= RECORDS TO USE =
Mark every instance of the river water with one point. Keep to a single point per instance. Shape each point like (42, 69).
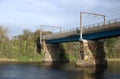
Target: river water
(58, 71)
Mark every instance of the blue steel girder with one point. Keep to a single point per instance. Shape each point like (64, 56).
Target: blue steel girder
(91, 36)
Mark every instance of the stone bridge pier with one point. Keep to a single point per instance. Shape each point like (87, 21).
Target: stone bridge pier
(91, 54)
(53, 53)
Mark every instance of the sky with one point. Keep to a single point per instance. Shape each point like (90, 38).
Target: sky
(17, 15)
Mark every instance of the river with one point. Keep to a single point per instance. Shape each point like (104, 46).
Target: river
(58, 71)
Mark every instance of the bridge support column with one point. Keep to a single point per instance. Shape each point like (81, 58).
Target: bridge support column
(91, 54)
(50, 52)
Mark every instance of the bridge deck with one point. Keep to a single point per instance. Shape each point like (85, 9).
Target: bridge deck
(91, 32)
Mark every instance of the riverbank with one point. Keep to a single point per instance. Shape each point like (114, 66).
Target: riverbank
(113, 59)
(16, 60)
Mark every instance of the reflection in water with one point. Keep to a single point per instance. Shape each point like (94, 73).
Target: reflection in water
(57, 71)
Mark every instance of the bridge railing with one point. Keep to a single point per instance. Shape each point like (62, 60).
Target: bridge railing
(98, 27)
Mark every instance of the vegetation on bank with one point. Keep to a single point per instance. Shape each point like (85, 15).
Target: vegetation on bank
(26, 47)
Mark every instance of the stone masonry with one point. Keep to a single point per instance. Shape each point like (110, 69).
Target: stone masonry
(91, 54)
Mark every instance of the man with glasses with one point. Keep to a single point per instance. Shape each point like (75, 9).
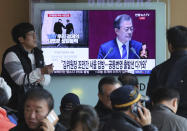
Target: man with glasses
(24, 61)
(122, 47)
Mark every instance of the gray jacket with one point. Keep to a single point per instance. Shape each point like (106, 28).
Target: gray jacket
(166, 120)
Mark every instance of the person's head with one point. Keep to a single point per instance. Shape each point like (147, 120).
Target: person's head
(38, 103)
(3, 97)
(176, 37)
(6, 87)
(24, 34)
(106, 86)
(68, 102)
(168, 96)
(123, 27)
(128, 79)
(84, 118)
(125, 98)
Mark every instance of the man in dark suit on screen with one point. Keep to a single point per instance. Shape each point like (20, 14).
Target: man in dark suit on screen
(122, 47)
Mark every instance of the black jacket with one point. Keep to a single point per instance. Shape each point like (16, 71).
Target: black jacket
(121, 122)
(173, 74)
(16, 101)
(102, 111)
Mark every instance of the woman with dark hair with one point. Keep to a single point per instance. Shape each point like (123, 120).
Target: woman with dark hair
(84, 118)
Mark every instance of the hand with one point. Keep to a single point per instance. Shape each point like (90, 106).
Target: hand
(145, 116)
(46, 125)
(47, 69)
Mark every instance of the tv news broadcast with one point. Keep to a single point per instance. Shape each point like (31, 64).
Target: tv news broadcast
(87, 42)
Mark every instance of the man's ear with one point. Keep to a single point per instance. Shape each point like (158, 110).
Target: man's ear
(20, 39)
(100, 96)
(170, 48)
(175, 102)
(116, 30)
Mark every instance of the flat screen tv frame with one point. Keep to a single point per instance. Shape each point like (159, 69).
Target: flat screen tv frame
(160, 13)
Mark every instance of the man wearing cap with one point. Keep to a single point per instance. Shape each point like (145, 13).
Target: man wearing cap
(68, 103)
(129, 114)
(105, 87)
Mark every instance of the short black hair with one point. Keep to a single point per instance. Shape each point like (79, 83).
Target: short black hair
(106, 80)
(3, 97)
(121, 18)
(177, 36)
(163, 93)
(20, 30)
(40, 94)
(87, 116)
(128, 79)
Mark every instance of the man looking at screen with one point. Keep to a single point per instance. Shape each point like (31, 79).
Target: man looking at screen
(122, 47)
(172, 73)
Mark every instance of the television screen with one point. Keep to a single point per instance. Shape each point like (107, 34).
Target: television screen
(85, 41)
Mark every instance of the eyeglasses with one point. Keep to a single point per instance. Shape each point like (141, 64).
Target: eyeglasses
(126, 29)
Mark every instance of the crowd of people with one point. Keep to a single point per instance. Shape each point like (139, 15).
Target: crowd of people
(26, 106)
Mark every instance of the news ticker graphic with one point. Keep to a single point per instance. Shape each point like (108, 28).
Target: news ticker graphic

= WHAT NEEDS TO BE DONE =
Quote the material in full and exactly; do not carry over its pictures.

= EXERCISE RESULT =
Mark every instance of the river water with one point. Keep to a single point per instance. Shape each point like (42, 69).
Target: river water
(58, 71)
Mark every instance of the blue steel girder with one point. Keep to a single point per instance. Shape each point like (64, 56).
Target: blue steel girder
(91, 36)
Mark every instance of the stone bridge pier with one point. Keep to a single point per instance. Shape each point like (87, 21).
Target: stone bridge pier
(91, 54)
(53, 53)
Mark every instance of the sky with one point. Keep to a single point per instance. Shape each point like (90, 38).
Target: sky
(17, 15)
Mark every instance of the river with one point. Keep to a single point per instance. Shape each point like (104, 46).
Target: river
(58, 71)
Mark every instance of the bridge support column with one point. Keep to a single point per instance. Shape each point like (81, 58).
Target: bridge support column
(91, 54)
(50, 52)
Mark every instance of the bridge deck with one point. Keep to a single point per instance. Shape each point like (85, 9).
Target: bridge deck
(91, 32)
Mark every instance of the riverbank with one point. Keep to a single point per instance. Shape each point like (114, 66).
Target: riverbank
(113, 59)
(16, 60)
Mark every instance of the reflection in water with one point. Keep to a single point per instance. Shape each point like (94, 73).
Target: reflection in water
(57, 71)
Mark every instance of the bridge railing with one point. Keep to a single point per instance. Shape each point like (62, 60).
Target: bridge railing
(98, 27)
Mark every instance of the vegetation on bank with one point. Keep to a single point per instance. Shape each point like (85, 15).
Target: vegetation on bank
(26, 47)
Mark every instance of the stone masonry with one point. Keep to a single point per instance. Shape each point like (110, 69).
Target: stone masonry
(91, 54)
Mark every instance of the man with glasses with one point. Keep to a single point per instance. Shape each point like (75, 9).
Target: man with glasses
(24, 61)
(122, 47)
Mark every instance of the gray jacket with one point. Keep to a single point per instance. Shape each point like (106, 28).
Target: gray jacket
(166, 120)
Mark every instance of the person's head with one point. Keep to a single point per instance. Shape each point like (147, 120).
Target: person's head
(38, 103)
(3, 97)
(176, 37)
(6, 87)
(24, 34)
(106, 86)
(68, 102)
(168, 96)
(123, 27)
(128, 79)
(84, 118)
(125, 98)
Mark every instance of the man in dark suit on screen with one point. Keep to a single point per instance. Shape each point like (20, 14).
Target: man in dark suit on screen
(122, 47)
Mark every instance of the black jacket with one point. Keep to a single point per instance. Shape each point like (16, 71).
Target: black jacket
(121, 122)
(173, 74)
(16, 101)
(102, 111)
Mark every instance of the woman with dark hair with one point. Keep to a single point per instance. Shape each point like (123, 120).
Target: woman with dark hair
(84, 118)
Mark every instance of the hand with one point. Keep to a single point per instance. Shape each point like (90, 106).
Target: hand
(145, 116)
(46, 125)
(47, 69)
Mark every instance of the tv news broadcast with one point. Keep to a single point per instance. Shape each point like (31, 64).
Target: tv news broadcast
(87, 42)
Mark every instance of the man's ear with one point. Keep to a single point per instance. Shape each point like (158, 110).
Target: man's ear
(20, 39)
(100, 96)
(170, 48)
(175, 102)
(116, 30)
Mark every instance of the flat screen tv frame with one point. Keep to a single point per instance. Shape each point like (159, 69).
Target: flat screen tv frame
(160, 13)
Mark every instance of the man wearing cap with one point. Keep to a single point per instance. Shape each point like (145, 13).
Target: man wearing cap
(68, 103)
(129, 114)
(105, 87)
Mark every instance of the short black hair with one point. Keep to a single point per instance. Shape each point like (79, 83).
Target: short black hair
(106, 80)
(3, 97)
(121, 18)
(177, 36)
(163, 93)
(20, 30)
(40, 94)
(87, 116)
(128, 79)
Mark every instance of the man looking at screen with one point. Keep to a single point per instance. Shape each point like (31, 79).
Target: man looking at screen
(122, 47)
(172, 73)
Mark every instance of the television screen with one point. Keep to a single point per instance. Shape each point like (107, 34).
Target: television screen
(85, 41)
Mark every instance of the eyeglasses with one point. Keep to a single point per instance. Shape each point like (141, 64).
Target: eyeglasses
(126, 29)
Mark every instance of the crowd of people with one point. Keep to a single point per instance. Shape each point like (139, 15).
Target: crowd of people
(26, 106)
Mark every instance of the news ticker graphic with one point. Keep to a single point per instance. Shape each point like (108, 28).
Target: news ticker graphic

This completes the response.